- Opening Delimiter -
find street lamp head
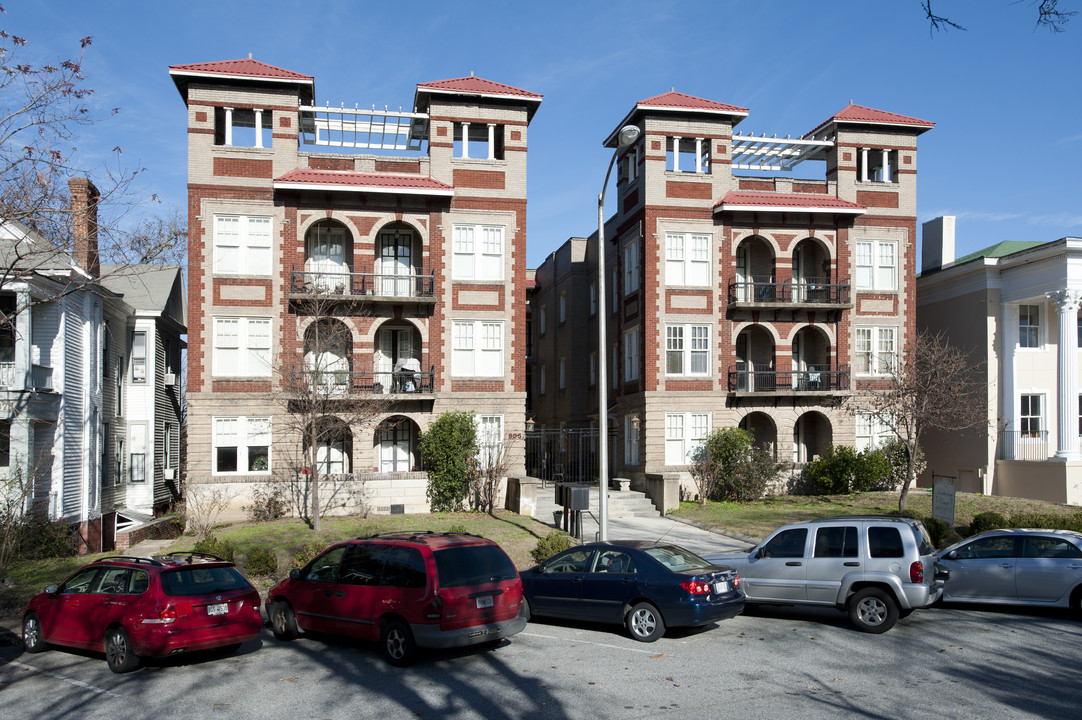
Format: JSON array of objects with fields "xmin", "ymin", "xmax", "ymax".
[{"xmin": 617, "ymin": 125, "xmax": 641, "ymax": 148}]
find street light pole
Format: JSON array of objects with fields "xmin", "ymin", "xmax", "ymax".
[{"xmin": 597, "ymin": 124, "xmax": 641, "ymax": 542}]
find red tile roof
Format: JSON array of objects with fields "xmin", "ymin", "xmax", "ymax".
[
  {"xmin": 415, "ymin": 75, "xmax": 542, "ymax": 101},
  {"xmin": 273, "ymin": 169, "xmax": 453, "ymax": 196},
  {"xmin": 169, "ymin": 58, "xmax": 313, "ymax": 82},
  {"xmin": 714, "ymin": 191, "xmax": 866, "ymax": 215},
  {"xmin": 636, "ymin": 91, "xmax": 748, "ymax": 115},
  {"xmin": 806, "ymin": 103, "xmax": 934, "ymax": 137}
]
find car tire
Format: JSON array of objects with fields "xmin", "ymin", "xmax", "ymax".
[
  {"xmin": 848, "ymin": 588, "xmax": 899, "ymax": 634},
  {"xmin": 520, "ymin": 596, "xmax": 532, "ymax": 622},
  {"xmin": 271, "ymin": 601, "xmax": 299, "ymax": 641},
  {"xmin": 22, "ymin": 613, "xmax": 47, "ymax": 654},
  {"xmin": 625, "ymin": 602, "xmax": 666, "ymax": 642},
  {"xmin": 381, "ymin": 620, "xmax": 416, "ymax": 667},
  {"xmin": 104, "ymin": 627, "xmax": 141, "ymax": 673}
]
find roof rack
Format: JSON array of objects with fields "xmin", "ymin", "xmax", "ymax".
[
  {"xmin": 92, "ymin": 556, "xmax": 164, "ymax": 566},
  {"xmin": 155, "ymin": 551, "xmax": 227, "ymax": 564},
  {"xmin": 809, "ymin": 514, "xmax": 915, "ymax": 523},
  {"xmin": 356, "ymin": 530, "xmax": 481, "ymax": 542}
]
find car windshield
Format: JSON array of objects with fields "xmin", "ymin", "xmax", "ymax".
[
  {"xmin": 160, "ymin": 566, "xmax": 252, "ymax": 597},
  {"xmin": 433, "ymin": 545, "xmax": 517, "ymax": 588},
  {"xmin": 643, "ymin": 545, "xmax": 713, "ymax": 572}
]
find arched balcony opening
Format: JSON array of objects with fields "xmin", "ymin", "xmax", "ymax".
[
  {"xmin": 733, "ymin": 236, "xmax": 776, "ymax": 302},
  {"xmin": 732, "ymin": 325, "xmax": 776, "ymax": 391},
  {"xmin": 376, "ymin": 416, "xmax": 419, "ymax": 473},
  {"xmin": 303, "ymin": 220, "xmax": 353, "ymax": 293},
  {"xmin": 793, "ymin": 412, "xmax": 832, "ymax": 464},
  {"xmin": 373, "ymin": 321, "xmax": 432, "ymax": 394},
  {"xmin": 305, "ymin": 416, "xmax": 353, "ymax": 476},
  {"xmin": 302, "ymin": 318, "xmax": 352, "ymax": 394},
  {"xmin": 739, "ymin": 412, "xmax": 778, "ymax": 459},
  {"xmin": 792, "ymin": 238, "xmax": 846, "ymax": 303},
  {"xmin": 791, "ymin": 326, "xmax": 832, "ymax": 390}
]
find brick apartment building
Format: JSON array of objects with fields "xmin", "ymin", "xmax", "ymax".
[
  {"xmin": 170, "ymin": 59, "xmax": 540, "ymax": 518},
  {"xmin": 530, "ymin": 92, "xmax": 932, "ymax": 504}
]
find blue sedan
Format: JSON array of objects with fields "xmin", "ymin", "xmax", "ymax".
[{"xmin": 520, "ymin": 541, "xmax": 745, "ymax": 642}]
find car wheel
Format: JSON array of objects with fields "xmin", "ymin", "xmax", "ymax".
[
  {"xmin": 271, "ymin": 601, "xmax": 299, "ymax": 641},
  {"xmin": 104, "ymin": 627, "xmax": 140, "ymax": 673},
  {"xmin": 520, "ymin": 597, "xmax": 532, "ymax": 622},
  {"xmin": 22, "ymin": 613, "xmax": 46, "ymax": 654},
  {"xmin": 381, "ymin": 620, "xmax": 416, "ymax": 667},
  {"xmin": 848, "ymin": 588, "xmax": 899, "ymax": 634},
  {"xmin": 625, "ymin": 602, "xmax": 666, "ymax": 642}
]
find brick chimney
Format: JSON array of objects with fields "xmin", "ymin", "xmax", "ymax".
[{"xmin": 69, "ymin": 176, "xmax": 100, "ymax": 278}]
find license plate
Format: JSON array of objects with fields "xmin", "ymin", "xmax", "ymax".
[
  {"xmin": 207, "ymin": 602, "xmax": 229, "ymax": 616},
  {"xmin": 713, "ymin": 581, "xmax": 729, "ymax": 595},
  {"xmin": 476, "ymin": 595, "xmax": 494, "ymax": 609}
]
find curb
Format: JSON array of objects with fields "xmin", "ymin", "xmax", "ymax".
[{"xmin": 668, "ymin": 515, "xmax": 761, "ymax": 546}]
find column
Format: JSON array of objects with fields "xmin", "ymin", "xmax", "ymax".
[
  {"xmin": 672, "ymin": 137, "xmax": 681, "ymax": 172},
  {"xmin": 461, "ymin": 122, "xmax": 470, "ymax": 158},
  {"xmin": 487, "ymin": 123, "xmax": 496, "ymax": 160},
  {"xmin": 860, "ymin": 148, "xmax": 868, "ymax": 182},
  {"xmin": 254, "ymin": 109, "xmax": 264, "ymax": 148},
  {"xmin": 881, "ymin": 149, "xmax": 890, "ymax": 182},
  {"xmin": 224, "ymin": 107, "xmax": 233, "ymax": 146},
  {"xmin": 695, "ymin": 138, "xmax": 702, "ymax": 173},
  {"xmin": 1048, "ymin": 289, "xmax": 1082, "ymax": 460}
]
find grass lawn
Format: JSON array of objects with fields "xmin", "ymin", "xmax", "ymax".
[{"xmin": 670, "ymin": 489, "xmax": 1082, "ymax": 541}]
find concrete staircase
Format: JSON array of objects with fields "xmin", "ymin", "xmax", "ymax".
[{"xmin": 534, "ymin": 483, "xmax": 660, "ymax": 522}]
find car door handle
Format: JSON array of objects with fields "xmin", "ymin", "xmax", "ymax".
[
  {"xmin": 785, "ymin": 561, "xmax": 803, "ymax": 567},
  {"xmin": 1000, "ymin": 563, "xmax": 1012, "ymax": 568},
  {"xmin": 843, "ymin": 562, "xmax": 860, "ymax": 567},
  {"xmin": 335, "ymin": 590, "xmax": 345, "ymax": 598}
]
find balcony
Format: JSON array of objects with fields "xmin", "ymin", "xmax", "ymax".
[
  {"xmin": 290, "ymin": 267, "xmax": 436, "ymax": 304},
  {"xmin": 728, "ymin": 367, "xmax": 850, "ymax": 394},
  {"xmin": 289, "ymin": 368, "xmax": 435, "ymax": 396},
  {"xmin": 997, "ymin": 431, "xmax": 1049, "ymax": 461},
  {"xmin": 728, "ymin": 279, "xmax": 852, "ymax": 308}
]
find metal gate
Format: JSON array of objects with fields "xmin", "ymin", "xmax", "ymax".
[{"xmin": 525, "ymin": 427, "xmax": 613, "ymax": 486}]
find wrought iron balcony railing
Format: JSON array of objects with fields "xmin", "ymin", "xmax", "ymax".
[
  {"xmin": 290, "ymin": 267, "xmax": 435, "ymax": 299},
  {"xmin": 728, "ymin": 279, "xmax": 851, "ymax": 305},
  {"xmin": 289, "ymin": 368, "xmax": 435, "ymax": 395},
  {"xmin": 728, "ymin": 367, "xmax": 850, "ymax": 393}
]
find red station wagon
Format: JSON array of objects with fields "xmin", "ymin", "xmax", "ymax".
[
  {"xmin": 22, "ymin": 553, "xmax": 263, "ymax": 673},
  {"xmin": 266, "ymin": 532, "xmax": 526, "ymax": 666}
]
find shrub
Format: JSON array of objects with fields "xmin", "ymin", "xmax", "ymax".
[
  {"xmin": 447, "ymin": 523, "xmax": 468, "ymax": 535},
  {"xmin": 192, "ymin": 535, "xmax": 235, "ymax": 562},
  {"xmin": 690, "ymin": 427, "xmax": 782, "ymax": 504},
  {"xmin": 243, "ymin": 546, "xmax": 278, "ymax": 576},
  {"xmin": 1009, "ymin": 513, "xmax": 1082, "ymax": 533},
  {"xmin": 17, "ymin": 511, "xmax": 76, "ymax": 560},
  {"xmin": 921, "ymin": 516, "xmax": 956, "ymax": 548},
  {"xmin": 245, "ymin": 484, "xmax": 290, "ymax": 522},
  {"xmin": 968, "ymin": 511, "xmax": 1009, "ymax": 536},
  {"xmin": 291, "ymin": 540, "xmax": 327, "ymax": 570},
  {"xmin": 418, "ymin": 411, "xmax": 478, "ymax": 512},
  {"xmin": 530, "ymin": 531, "xmax": 574, "ymax": 564},
  {"xmin": 798, "ymin": 446, "xmax": 892, "ymax": 495}
]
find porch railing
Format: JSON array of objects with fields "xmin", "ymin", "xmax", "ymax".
[
  {"xmin": 291, "ymin": 266, "xmax": 435, "ymax": 298},
  {"xmin": 290, "ymin": 368, "xmax": 435, "ymax": 395},
  {"xmin": 728, "ymin": 367, "xmax": 850, "ymax": 392},
  {"xmin": 728, "ymin": 279, "xmax": 851, "ymax": 305},
  {"xmin": 997, "ymin": 430, "xmax": 1050, "ymax": 461}
]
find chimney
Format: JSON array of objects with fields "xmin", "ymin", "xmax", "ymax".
[
  {"xmin": 921, "ymin": 215, "xmax": 955, "ymax": 273},
  {"xmin": 69, "ymin": 177, "xmax": 100, "ymax": 278}
]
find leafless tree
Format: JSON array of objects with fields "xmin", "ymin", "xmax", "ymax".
[
  {"xmin": 852, "ymin": 330, "xmax": 988, "ymax": 512},
  {"xmin": 922, "ymin": 0, "xmax": 1075, "ymax": 34},
  {"xmin": 472, "ymin": 430, "xmax": 514, "ymax": 515},
  {"xmin": 272, "ymin": 291, "xmax": 395, "ymax": 532},
  {"xmin": 183, "ymin": 486, "xmax": 237, "ymax": 540}
]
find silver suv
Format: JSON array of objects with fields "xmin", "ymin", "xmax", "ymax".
[{"xmin": 706, "ymin": 515, "xmax": 943, "ymax": 633}]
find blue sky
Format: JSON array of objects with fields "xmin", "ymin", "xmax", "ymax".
[{"xmin": 7, "ymin": 0, "xmax": 1081, "ymax": 268}]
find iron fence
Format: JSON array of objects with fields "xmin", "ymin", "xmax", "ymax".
[{"xmin": 525, "ymin": 427, "xmax": 613, "ymax": 486}]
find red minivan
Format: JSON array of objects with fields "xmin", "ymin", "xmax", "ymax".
[
  {"xmin": 266, "ymin": 532, "xmax": 525, "ymax": 666},
  {"xmin": 22, "ymin": 553, "xmax": 263, "ymax": 673}
]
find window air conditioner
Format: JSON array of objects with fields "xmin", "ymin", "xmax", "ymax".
[{"xmin": 164, "ymin": 373, "xmax": 176, "ymax": 386}]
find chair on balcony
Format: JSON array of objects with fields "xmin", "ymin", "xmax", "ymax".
[{"xmin": 393, "ymin": 358, "xmax": 422, "ymax": 392}]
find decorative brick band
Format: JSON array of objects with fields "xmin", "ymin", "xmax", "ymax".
[
  {"xmin": 453, "ymin": 169, "xmax": 506, "ymax": 189},
  {"xmin": 666, "ymin": 181, "xmax": 712, "ymax": 200},
  {"xmin": 213, "ymin": 157, "xmax": 273, "ymax": 179}
]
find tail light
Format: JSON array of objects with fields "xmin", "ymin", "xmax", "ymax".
[
  {"xmin": 142, "ymin": 604, "xmax": 177, "ymax": 624},
  {"xmin": 909, "ymin": 561, "xmax": 924, "ymax": 584},
  {"xmin": 732, "ymin": 573, "xmax": 741, "ymax": 588},
  {"xmin": 680, "ymin": 579, "xmax": 711, "ymax": 595},
  {"xmin": 424, "ymin": 593, "xmax": 443, "ymax": 620}
]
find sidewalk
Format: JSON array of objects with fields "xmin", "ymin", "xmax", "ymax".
[{"xmin": 531, "ymin": 482, "xmax": 750, "ymax": 557}]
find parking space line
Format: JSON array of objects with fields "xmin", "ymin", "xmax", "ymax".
[
  {"xmin": 4, "ymin": 660, "xmax": 124, "ymax": 698},
  {"xmin": 518, "ymin": 631, "xmax": 670, "ymax": 656}
]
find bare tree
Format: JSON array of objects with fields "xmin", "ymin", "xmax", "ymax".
[
  {"xmin": 852, "ymin": 330, "xmax": 988, "ymax": 512},
  {"xmin": 472, "ymin": 428, "xmax": 514, "ymax": 515},
  {"xmin": 922, "ymin": 0, "xmax": 1075, "ymax": 34},
  {"xmin": 273, "ymin": 290, "xmax": 395, "ymax": 532}
]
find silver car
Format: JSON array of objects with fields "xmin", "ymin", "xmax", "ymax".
[
  {"xmin": 937, "ymin": 529, "xmax": 1082, "ymax": 611},
  {"xmin": 706, "ymin": 515, "xmax": 943, "ymax": 633}
]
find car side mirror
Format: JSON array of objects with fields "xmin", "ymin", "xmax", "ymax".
[
  {"xmin": 534, "ymin": 564, "xmax": 544, "ymax": 574},
  {"xmin": 44, "ymin": 584, "xmax": 58, "ymax": 595},
  {"xmin": 945, "ymin": 551, "xmax": 957, "ymax": 560},
  {"xmin": 289, "ymin": 569, "xmax": 301, "ymax": 580},
  {"xmin": 754, "ymin": 547, "xmax": 766, "ymax": 559}
]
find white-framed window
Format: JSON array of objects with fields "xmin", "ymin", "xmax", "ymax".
[
  {"xmin": 623, "ymin": 326, "xmax": 640, "ymax": 382},
  {"xmin": 854, "ymin": 240, "xmax": 896, "ymax": 291},
  {"xmin": 452, "ymin": 320, "xmax": 503, "ymax": 376},
  {"xmin": 213, "ymin": 317, "xmax": 271, "ymax": 377},
  {"xmin": 666, "ymin": 324, "xmax": 710, "ymax": 375},
  {"xmin": 855, "ymin": 412, "xmax": 893, "ymax": 451},
  {"xmin": 214, "ymin": 416, "xmax": 271, "ymax": 474},
  {"xmin": 453, "ymin": 224, "xmax": 504, "ymax": 281},
  {"xmin": 213, "ymin": 215, "xmax": 272, "ymax": 275},
  {"xmin": 559, "ymin": 292, "xmax": 566, "ymax": 324},
  {"xmin": 1020, "ymin": 394, "xmax": 1043, "ymax": 436},
  {"xmin": 115, "ymin": 436, "xmax": 124, "ymax": 487},
  {"xmin": 855, "ymin": 326, "xmax": 896, "ymax": 375},
  {"xmin": 623, "ymin": 238, "xmax": 640, "ymax": 295},
  {"xmin": 559, "ymin": 357, "xmax": 566, "ymax": 390},
  {"xmin": 665, "ymin": 412, "xmax": 710, "ymax": 465},
  {"xmin": 666, "ymin": 233, "xmax": 710, "ymax": 286},
  {"xmin": 589, "ymin": 282, "xmax": 597, "ymax": 316},
  {"xmin": 624, "ymin": 416, "xmax": 640, "ymax": 465},
  {"xmin": 115, "ymin": 354, "xmax": 124, "ymax": 415},
  {"xmin": 164, "ymin": 423, "xmax": 174, "ymax": 471},
  {"xmin": 132, "ymin": 331, "xmax": 147, "ymax": 383},
  {"xmin": 476, "ymin": 414, "xmax": 504, "ymax": 469},
  {"xmin": 129, "ymin": 423, "xmax": 147, "ymax": 483},
  {"xmin": 1019, "ymin": 304, "xmax": 1040, "ymax": 349}
]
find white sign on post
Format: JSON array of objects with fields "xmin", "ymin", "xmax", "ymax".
[{"xmin": 932, "ymin": 479, "xmax": 956, "ymax": 526}]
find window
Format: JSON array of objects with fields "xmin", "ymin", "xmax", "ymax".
[
  {"xmin": 1019, "ymin": 305, "xmax": 1040, "ymax": 348},
  {"xmin": 129, "ymin": 424, "xmax": 146, "ymax": 484},
  {"xmin": 213, "ymin": 215, "xmax": 272, "ymax": 275},
  {"xmin": 868, "ymin": 527, "xmax": 904, "ymax": 558},
  {"xmin": 855, "ymin": 327, "xmax": 896, "ymax": 375},
  {"xmin": 666, "ymin": 325, "xmax": 710, "ymax": 375},
  {"xmin": 665, "ymin": 412, "xmax": 710, "ymax": 465},
  {"xmin": 477, "ymin": 415, "xmax": 504, "ymax": 470},
  {"xmin": 761, "ymin": 528, "xmax": 808, "ymax": 559},
  {"xmin": 857, "ymin": 148, "xmax": 898, "ymax": 183},
  {"xmin": 1022, "ymin": 536, "xmax": 1082, "ymax": 559},
  {"xmin": 666, "ymin": 136, "xmax": 709, "ymax": 173},
  {"xmin": 453, "ymin": 224, "xmax": 504, "ymax": 281},
  {"xmin": 814, "ymin": 526, "xmax": 859, "ymax": 558},
  {"xmin": 214, "ymin": 107, "xmax": 271, "ymax": 148},
  {"xmin": 164, "ymin": 423, "xmax": 173, "ymax": 471},
  {"xmin": 452, "ymin": 320, "xmax": 503, "ymax": 376},
  {"xmin": 132, "ymin": 331, "xmax": 147, "ymax": 383},
  {"xmin": 558, "ymin": 357, "xmax": 566, "ymax": 390},
  {"xmin": 624, "ymin": 416, "xmax": 639, "ymax": 465},
  {"xmin": 115, "ymin": 436, "xmax": 124, "ymax": 487},
  {"xmin": 856, "ymin": 412, "xmax": 893, "ymax": 452},
  {"xmin": 453, "ymin": 122, "xmax": 504, "ymax": 159},
  {"xmin": 665, "ymin": 233, "xmax": 710, "ymax": 286},
  {"xmin": 854, "ymin": 241, "xmax": 896, "ymax": 291},
  {"xmin": 214, "ymin": 416, "xmax": 270, "ymax": 474},
  {"xmin": 955, "ymin": 536, "xmax": 1015, "ymax": 560},
  {"xmin": 559, "ymin": 292, "xmax": 566, "ymax": 324},
  {"xmin": 589, "ymin": 283, "xmax": 597, "ymax": 316},
  {"xmin": 589, "ymin": 352, "xmax": 597, "ymax": 387},
  {"xmin": 213, "ymin": 317, "xmax": 271, "ymax": 377},
  {"xmin": 623, "ymin": 238, "xmax": 639, "ymax": 295},
  {"xmin": 1020, "ymin": 394, "xmax": 1043, "ymax": 436},
  {"xmin": 115, "ymin": 355, "xmax": 123, "ymax": 415},
  {"xmin": 623, "ymin": 326, "xmax": 640, "ymax": 382}
]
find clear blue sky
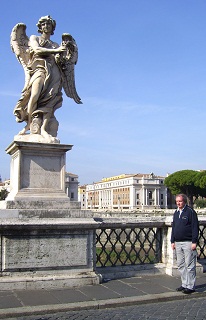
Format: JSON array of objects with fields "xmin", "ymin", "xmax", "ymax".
[{"xmin": 1, "ymin": 1, "xmax": 206, "ymax": 185}]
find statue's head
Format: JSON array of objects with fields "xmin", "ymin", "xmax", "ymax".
[{"xmin": 37, "ymin": 15, "xmax": 56, "ymax": 35}]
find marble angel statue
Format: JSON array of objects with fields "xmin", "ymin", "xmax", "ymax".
[{"xmin": 10, "ymin": 15, "xmax": 82, "ymax": 143}]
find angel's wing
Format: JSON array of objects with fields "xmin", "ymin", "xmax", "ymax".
[
  {"xmin": 57, "ymin": 33, "xmax": 82, "ymax": 104},
  {"xmin": 10, "ymin": 23, "xmax": 30, "ymax": 92}
]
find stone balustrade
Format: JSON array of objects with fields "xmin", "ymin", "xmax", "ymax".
[{"xmin": 94, "ymin": 214, "xmax": 206, "ymax": 280}]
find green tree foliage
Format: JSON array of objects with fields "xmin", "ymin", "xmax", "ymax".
[
  {"xmin": 164, "ymin": 170, "xmax": 206, "ymax": 207},
  {"xmin": 0, "ymin": 189, "xmax": 9, "ymax": 200},
  {"xmin": 194, "ymin": 199, "xmax": 206, "ymax": 208},
  {"xmin": 195, "ymin": 171, "xmax": 206, "ymax": 190}
]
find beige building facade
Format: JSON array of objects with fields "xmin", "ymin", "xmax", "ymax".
[
  {"xmin": 78, "ymin": 185, "xmax": 86, "ymax": 209},
  {"xmin": 82, "ymin": 173, "xmax": 168, "ymax": 210},
  {"xmin": 65, "ymin": 172, "xmax": 79, "ymax": 201}
]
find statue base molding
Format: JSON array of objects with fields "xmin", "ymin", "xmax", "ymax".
[{"xmin": 5, "ymin": 140, "xmax": 72, "ymax": 204}]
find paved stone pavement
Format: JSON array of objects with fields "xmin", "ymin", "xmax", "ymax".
- Closing Delimiter -
### Task goal
Each line above that contains the word "building" should be returned.

### Result
find brick apartment building
find beige building facade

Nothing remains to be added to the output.